**What you need to do**
Count the lines below that contain the string "instance", matching case, and reply with the number alone.

[Excerpts from point annotation data]
○ ○ ○ ○ ○
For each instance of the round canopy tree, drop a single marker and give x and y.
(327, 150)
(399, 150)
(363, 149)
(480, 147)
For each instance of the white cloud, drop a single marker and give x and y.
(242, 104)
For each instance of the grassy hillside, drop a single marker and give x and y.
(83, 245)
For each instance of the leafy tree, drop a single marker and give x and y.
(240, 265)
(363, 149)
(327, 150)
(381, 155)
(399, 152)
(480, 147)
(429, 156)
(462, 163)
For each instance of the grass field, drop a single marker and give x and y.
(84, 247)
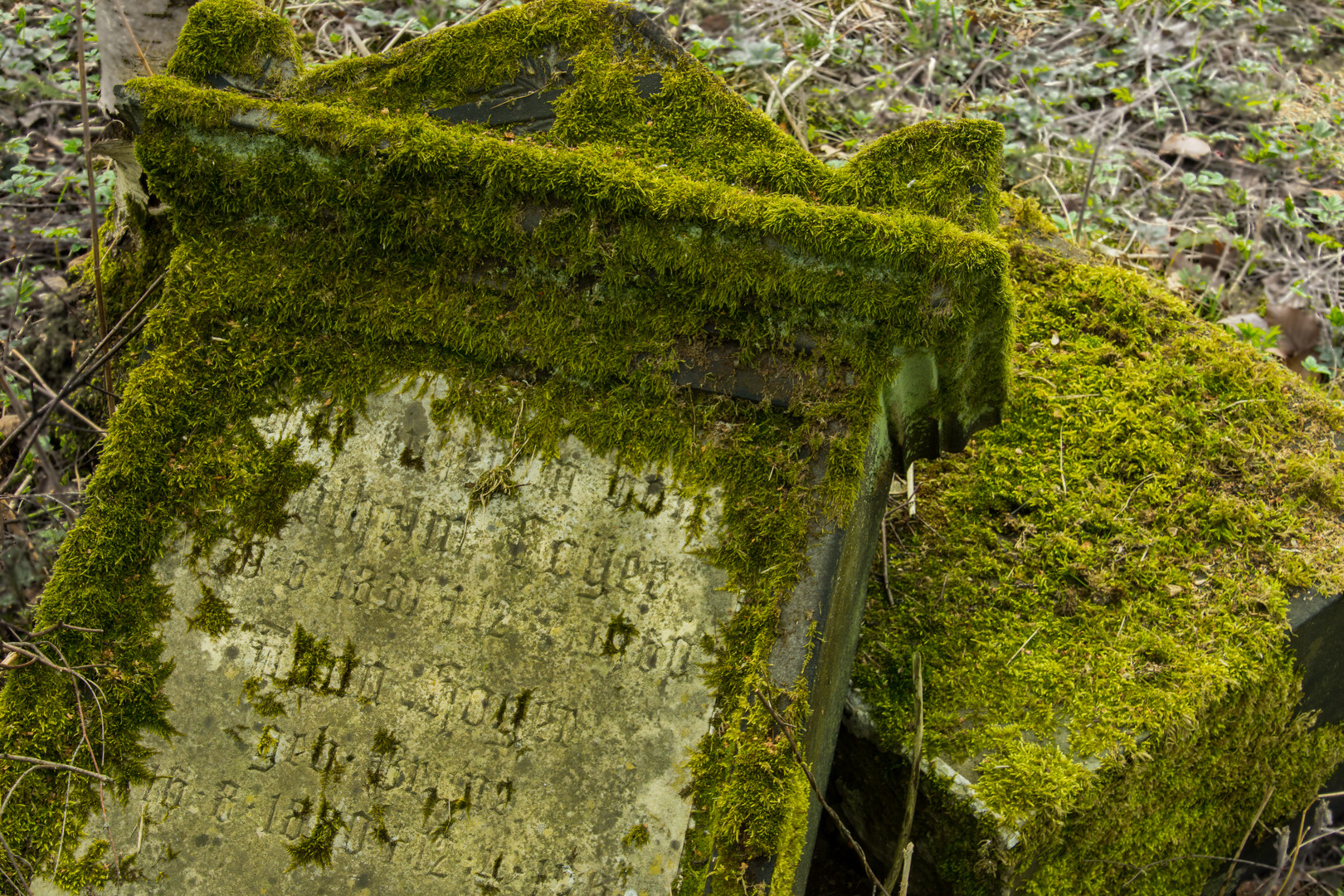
○ ○ ○ ○ ○
**Full solution**
5